BEGIN
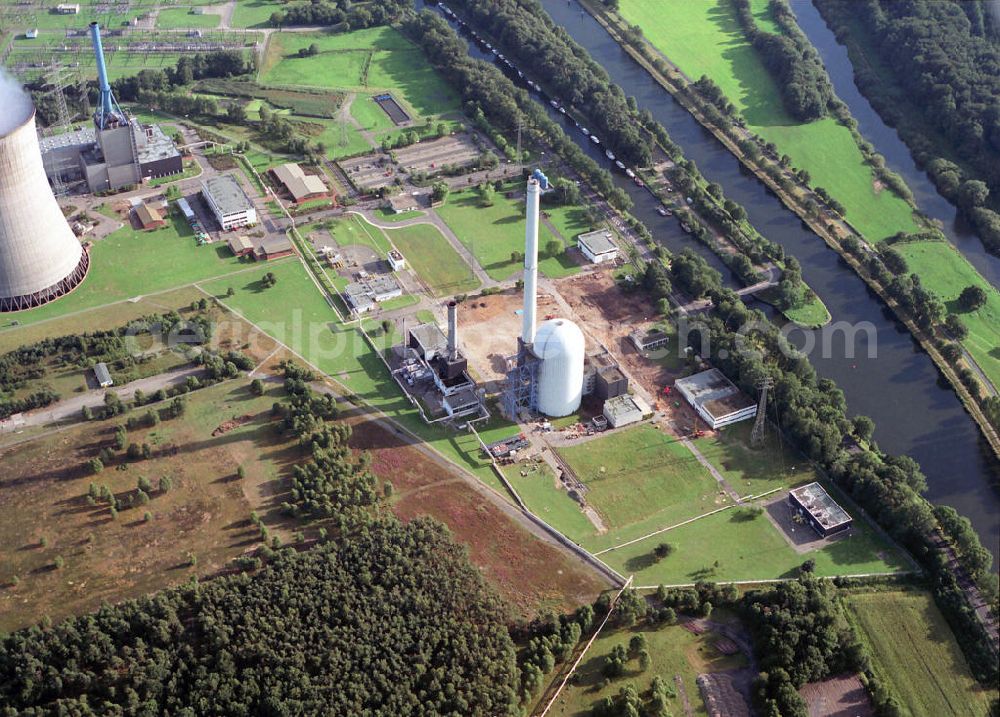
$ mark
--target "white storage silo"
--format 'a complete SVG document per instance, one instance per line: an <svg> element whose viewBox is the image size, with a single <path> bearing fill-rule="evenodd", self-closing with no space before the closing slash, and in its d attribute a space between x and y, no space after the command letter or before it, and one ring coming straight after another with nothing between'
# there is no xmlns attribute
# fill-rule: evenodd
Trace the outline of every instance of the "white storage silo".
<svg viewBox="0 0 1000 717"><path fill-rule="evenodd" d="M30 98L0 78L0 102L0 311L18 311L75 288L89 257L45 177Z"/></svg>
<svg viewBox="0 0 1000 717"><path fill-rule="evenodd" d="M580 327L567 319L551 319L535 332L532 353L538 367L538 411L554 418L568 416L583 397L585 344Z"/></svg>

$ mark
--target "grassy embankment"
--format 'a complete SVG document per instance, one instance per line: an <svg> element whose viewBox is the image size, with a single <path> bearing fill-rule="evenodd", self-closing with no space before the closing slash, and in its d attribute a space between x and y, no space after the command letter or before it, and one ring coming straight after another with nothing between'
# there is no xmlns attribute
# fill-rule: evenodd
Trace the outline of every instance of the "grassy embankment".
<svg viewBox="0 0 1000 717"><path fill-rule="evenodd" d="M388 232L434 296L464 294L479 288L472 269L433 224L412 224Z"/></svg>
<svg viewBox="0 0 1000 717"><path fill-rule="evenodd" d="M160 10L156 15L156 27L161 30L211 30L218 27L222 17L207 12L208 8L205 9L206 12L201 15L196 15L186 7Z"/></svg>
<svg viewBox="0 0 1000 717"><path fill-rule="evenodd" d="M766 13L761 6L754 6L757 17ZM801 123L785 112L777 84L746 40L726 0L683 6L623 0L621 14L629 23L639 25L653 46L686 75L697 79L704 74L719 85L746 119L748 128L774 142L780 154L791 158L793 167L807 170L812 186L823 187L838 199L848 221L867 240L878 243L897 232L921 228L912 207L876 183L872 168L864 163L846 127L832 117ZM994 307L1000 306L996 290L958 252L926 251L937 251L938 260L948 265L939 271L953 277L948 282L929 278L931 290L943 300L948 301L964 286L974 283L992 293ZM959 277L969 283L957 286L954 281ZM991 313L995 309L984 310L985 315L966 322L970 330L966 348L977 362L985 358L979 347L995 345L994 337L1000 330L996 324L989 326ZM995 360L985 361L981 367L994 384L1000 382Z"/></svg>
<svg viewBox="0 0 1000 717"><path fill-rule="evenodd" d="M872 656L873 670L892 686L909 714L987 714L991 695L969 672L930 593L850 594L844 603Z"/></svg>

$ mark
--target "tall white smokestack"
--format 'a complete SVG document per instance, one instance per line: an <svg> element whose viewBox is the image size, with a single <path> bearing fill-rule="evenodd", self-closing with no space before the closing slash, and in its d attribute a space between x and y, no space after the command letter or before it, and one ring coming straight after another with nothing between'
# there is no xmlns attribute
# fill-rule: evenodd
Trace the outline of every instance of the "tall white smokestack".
END
> **PROBLEM DESCRIPTION**: Return every record exactly, leaving out the pictures.

> **EXERCISE ANSWER**:
$ mark
--target "white storage silo"
--format 'a complete SVG document per instance, one instance per line: an <svg> element whose viewBox is the image size, with a single <path> bearing fill-rule="evenodd", self-closing with no space before the closing slash, and in its d attribute a space between x and y, no space after the command letter or before it, and one ring coming straight after another with nothing between'
# there is no xmlns attribute
# fill-rule: evenodd
Trace the outline of every instance of the "white storage silo".
<svg viewBox="0 0 1000 717"><path fill-rule="evenodd" d="M30 98L0 78L0 102L0 311L18 311L75 288L89 257L45 177Z"/></svg>
<svg viewBox="0 0 1000 717"><path fill-rule="evenodd" d="M580 327L567 319L551 319L535 332L532 353L538 367L538 411L554 418L568 416L583 397L585 344Z"/></svg>

$ mark
--target "grassy embankment"
--format 'a complete SVG document per instance, one instance per line: an <svg> element whose viewBox is the image size, with a single <path> bearing fill-rule="evenodd", self-closing with no space before the closing slash, and in its d attribute a space between x and y, no space after the command letter or before it, and one ring coming straight after another with nothing between'
# there is no xmlns attribute
# fill-rule: evenodd
Trace the outline of every instance of the "grassy embankment".
<svg viewBox="0 0 1000 717"><path fill-rule="evenodd" d="M388 232L434 296L464 294L479 288L472 269L433 224L412 224Z"/></svg>
<svg viewBox="0 0 1000 717"><path fill-rule="evenodd" d="M160 10L156 15L156 27L161 30L211 30L218 27L222 17L207 12L208 8L205 9L206 12L201 15L196 15L186 7Z"/></svg>
<svg viewBox="0 0 1000 717"><path fill-rule="evenodd" d="M766 13L761 6L754 6L757 17ZM801 123L785 112L777 84L746 40L726 0L683 6L623 0L621 14L629 23L639 25L653 46L686 75L697 79L704 74L719 85L746 119L748 128L774 142L780 154L791 158L793 167L807 170L812 186L823 187L838 199L848 221L867 240L878 243L897 232L921 228L912 207L876 183L872 168L864 163L846 127L832 117ZM994 307L1000 306L996 290L958 252L926 251L937 251L938 260L948 265L939 271L953 277L948 282L929 278L931 290L943 300L948 301L964 286L974 283L992 293ZM959 277L969 283L957 286L954 281ZM991 313L995 309L984 310L985 315L966 322L970 330L966 348L977 362L985 358L979 347L995 345L994 337L1000 330L996 324L989 326ZM995 360L985 361L981 367L994 384L1000 382Z"/></svg>
<svg viewBox="0 0 1000 717"><path fill-rule="evenodd" d="M872 656L873 670L892 686L909 714L987 714L991 695L969 672L930 593L850 594L844 603Z"/></svg>

$ mark
--target "tall white smokestack"
--format 'a complete SVG document per instance, one instance per line: an <svg> element whose viewBox is the image size, with a single <path> bearing fill-rule="evenodd", self-closing with no space before the closing slash, and in its d attribute a space between x and y, no space after the command letter or before it, and one ring coming straight after another with nothing between'
# there is no xmlns attribute
# fill-rule: evenodd
Trace the outline of every instance of the "tall white smokestack".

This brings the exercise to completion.